_Directions for this task_
Find every line in the rows below that contains the word "Would", matching case, and copy each one.

_Provided data_
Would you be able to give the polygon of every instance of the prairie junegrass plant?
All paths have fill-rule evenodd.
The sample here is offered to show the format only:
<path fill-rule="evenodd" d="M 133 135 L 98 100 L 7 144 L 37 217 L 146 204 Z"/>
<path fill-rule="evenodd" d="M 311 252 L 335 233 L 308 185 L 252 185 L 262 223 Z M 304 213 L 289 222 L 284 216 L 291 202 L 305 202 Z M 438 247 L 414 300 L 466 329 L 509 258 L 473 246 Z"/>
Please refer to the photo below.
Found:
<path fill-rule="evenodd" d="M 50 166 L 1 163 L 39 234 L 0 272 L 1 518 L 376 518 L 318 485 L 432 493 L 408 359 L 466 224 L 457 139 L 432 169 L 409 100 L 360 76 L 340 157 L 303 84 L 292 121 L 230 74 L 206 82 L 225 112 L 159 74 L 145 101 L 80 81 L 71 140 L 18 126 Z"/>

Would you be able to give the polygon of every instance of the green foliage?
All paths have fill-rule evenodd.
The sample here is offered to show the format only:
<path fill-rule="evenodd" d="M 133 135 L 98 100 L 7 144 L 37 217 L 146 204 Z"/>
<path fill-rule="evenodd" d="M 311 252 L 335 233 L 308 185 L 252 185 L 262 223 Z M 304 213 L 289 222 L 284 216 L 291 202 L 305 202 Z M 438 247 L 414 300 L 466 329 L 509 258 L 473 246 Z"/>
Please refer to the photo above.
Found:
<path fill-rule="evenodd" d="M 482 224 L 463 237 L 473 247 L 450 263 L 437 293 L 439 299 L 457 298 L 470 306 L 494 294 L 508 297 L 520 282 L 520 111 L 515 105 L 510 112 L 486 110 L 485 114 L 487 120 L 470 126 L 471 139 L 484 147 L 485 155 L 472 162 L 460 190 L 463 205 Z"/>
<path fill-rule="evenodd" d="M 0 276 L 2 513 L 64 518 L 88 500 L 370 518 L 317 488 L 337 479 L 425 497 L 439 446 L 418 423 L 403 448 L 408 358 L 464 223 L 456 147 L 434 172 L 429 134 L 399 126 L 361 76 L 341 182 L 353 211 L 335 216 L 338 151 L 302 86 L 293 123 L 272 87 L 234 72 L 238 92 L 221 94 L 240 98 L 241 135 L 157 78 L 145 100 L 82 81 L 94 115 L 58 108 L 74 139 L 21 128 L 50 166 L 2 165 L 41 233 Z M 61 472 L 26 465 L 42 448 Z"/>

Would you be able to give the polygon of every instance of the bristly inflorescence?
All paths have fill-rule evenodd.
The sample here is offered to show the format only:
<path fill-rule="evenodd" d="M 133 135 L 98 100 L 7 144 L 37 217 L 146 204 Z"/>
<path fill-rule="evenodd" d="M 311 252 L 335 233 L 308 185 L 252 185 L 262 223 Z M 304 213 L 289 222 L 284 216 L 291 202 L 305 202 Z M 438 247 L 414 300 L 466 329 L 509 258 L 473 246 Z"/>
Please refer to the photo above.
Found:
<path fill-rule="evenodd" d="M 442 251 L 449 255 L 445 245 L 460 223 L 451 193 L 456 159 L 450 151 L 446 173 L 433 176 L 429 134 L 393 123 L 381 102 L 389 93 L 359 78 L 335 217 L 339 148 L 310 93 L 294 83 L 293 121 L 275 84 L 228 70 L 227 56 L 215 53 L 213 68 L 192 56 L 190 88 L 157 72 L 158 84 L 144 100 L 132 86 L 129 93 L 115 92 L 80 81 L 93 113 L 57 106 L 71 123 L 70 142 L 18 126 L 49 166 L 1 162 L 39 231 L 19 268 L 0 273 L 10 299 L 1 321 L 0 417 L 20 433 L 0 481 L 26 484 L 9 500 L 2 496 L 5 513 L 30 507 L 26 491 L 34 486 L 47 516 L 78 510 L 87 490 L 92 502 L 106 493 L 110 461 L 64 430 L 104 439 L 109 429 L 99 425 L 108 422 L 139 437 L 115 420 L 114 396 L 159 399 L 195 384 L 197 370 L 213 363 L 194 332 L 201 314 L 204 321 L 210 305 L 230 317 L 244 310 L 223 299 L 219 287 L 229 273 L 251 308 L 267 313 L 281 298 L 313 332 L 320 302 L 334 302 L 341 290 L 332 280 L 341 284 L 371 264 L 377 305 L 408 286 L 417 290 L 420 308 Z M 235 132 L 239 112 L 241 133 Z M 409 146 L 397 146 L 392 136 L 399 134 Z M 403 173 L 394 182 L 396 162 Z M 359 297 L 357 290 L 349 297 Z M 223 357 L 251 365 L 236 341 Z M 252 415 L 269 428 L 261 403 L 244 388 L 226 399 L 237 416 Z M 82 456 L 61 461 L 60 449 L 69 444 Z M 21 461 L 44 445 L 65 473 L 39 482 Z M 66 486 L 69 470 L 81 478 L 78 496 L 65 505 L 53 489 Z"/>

_Finished exercise_
Would you be able to give the polygon of every instance of the prairie junegrass plant?
Would you be able to give the polygon of every instance of the green foliage?
Would you be able to give the polygon of every instance of the bristly inflorescence?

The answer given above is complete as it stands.